Output all of the data below exactly as given.

Extracted entries:
☆ ☆ ☆ ☆ ☆ ☆ ☆

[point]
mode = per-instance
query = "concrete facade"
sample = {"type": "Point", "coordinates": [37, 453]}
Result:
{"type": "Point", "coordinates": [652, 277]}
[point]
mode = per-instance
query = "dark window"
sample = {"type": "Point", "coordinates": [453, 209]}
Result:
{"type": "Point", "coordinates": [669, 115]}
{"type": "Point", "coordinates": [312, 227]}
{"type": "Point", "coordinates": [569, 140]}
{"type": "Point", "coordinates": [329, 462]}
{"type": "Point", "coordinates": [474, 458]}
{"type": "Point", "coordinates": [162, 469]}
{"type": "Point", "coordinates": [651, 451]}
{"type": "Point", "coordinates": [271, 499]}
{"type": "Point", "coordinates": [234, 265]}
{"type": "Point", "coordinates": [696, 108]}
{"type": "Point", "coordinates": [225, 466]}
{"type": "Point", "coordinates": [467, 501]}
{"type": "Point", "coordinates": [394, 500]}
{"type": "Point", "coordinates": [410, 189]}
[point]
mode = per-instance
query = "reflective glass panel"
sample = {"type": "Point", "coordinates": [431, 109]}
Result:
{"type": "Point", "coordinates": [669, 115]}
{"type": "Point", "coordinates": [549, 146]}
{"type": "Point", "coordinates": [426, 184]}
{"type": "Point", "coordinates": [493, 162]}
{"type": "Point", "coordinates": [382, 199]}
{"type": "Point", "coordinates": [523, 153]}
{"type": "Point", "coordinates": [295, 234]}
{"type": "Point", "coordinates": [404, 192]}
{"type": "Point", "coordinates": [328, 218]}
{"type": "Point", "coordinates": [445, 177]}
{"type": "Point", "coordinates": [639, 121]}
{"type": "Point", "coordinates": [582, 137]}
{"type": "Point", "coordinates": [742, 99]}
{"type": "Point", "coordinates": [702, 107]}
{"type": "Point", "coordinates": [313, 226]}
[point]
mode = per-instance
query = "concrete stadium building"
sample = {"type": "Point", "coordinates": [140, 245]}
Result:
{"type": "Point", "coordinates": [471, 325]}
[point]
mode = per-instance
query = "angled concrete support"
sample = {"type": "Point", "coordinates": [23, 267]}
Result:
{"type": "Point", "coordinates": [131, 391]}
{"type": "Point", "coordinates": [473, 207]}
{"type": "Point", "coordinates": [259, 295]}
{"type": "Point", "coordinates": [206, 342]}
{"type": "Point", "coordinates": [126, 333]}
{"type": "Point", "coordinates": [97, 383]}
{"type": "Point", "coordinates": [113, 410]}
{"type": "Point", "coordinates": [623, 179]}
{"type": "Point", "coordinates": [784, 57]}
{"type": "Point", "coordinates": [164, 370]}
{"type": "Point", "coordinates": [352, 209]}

☆ ☆ ☆ ☆ ☆ ☆ ☆

Problem solution:
[point]
mode = per-instance
query = "concrete facade"
sample = {"type": "Point", "coordinates": [37, 453]}
Result:
{"type": "Point", "coordinates": [652, 277]}
[point]
mode = per-instance
query = "dark window"
sample = {"type": "Point", "coordinates": [453, 209]}
Result:
{"type": "Point", "coordinates": [669, 115]}
{"type": "Point", "coordinates": [312, 227]}
{"type": "Point", "coordinates": [569, 140]}
{"type": "Point", "coordinates": [329, 462]}
{"type": "Point", "coordinates": [474, 458]}
{"type": "Point", "coordinates": [162, 469]}
{"type": "Point", "coordinates": [651, 451]}
{"type": "Point", "coordinates": [271, 499]}
{"type": "Point", "coordinates": [234, 265]}
{"type": "Point", "coordinates": [696, 108]}
{"type": "Point", "coordinates": [225, 466]}
{"type": "Point", "coordinates": [467, 501]}
{"type": "Point", "coordinates": [394, 500]}
{"type": "Point", "coordinates": [410, 189]}
[point]
mode = per-instance
query = "reflective glass panel"
sample = {"type": "Point", "coordinates": [431, 109]}
Result:
{"type": "Point", "coordinates": [669, 115]}
{"type": "Point", "coordinates": [549, 146]}
{"type": "Point", "coordinates": [426, 184]}
{"type": "Point", "coordinates": [493, 162]}
{"type": "Point", "coordinates": [382, 199]}
{"type": "Point", "coordinates": [523, 153]}
{"type": "Point", "coordinates": [295, 234]}
{"type": "Point", "coordinates": [404, 192]}
{"type": "Point", "coordinates": [328, 218]}
{"type": "Point", "coordinates": [445, 177]}
{"type": "Point", "coordinates": [639, 121]}
{"type": "Point", "coordinates": [582, 137]}
{"type": "Point", "coordinates": [742, 99]}
{"type": "Point", "coordinates": [702, 107]}
{"type": "Point", "coordinates": [313, 226]}
[point]
mode = per-instance
query = "concrete stadium building"
sample = {"type": "Point", "coordinates": [140, 245]}
Result:
{"type": "Point", "coordinates": [471, 325]}
[point]
mode = per-instance
query = "angled concrete support"
sample = {"type": "Point", "coordinates": [23, 267]}
Result:
{"type": "Point", "coordinates": [131, 391]}
{"type": "Point", "coordinates": [473, 207]}
{"type": "Point", "coordinates": [259, 295]}
{"type": "Point", "coordinates": [206, 342]}
{"type": "Point", "coordinates": [126, 333]}
{"type": "Point", "coordinates": [97, 383]}
{"type": "Point", "coordinates": [113, 410]}
{"type": "Point", "coordinates": [623, 179]}
{"type": "Point", "coordinates": [784, 57]}
{"type": "Point", "coordinates": [164, 370]}
{"type": "Point", "coordinates": [352, 209]}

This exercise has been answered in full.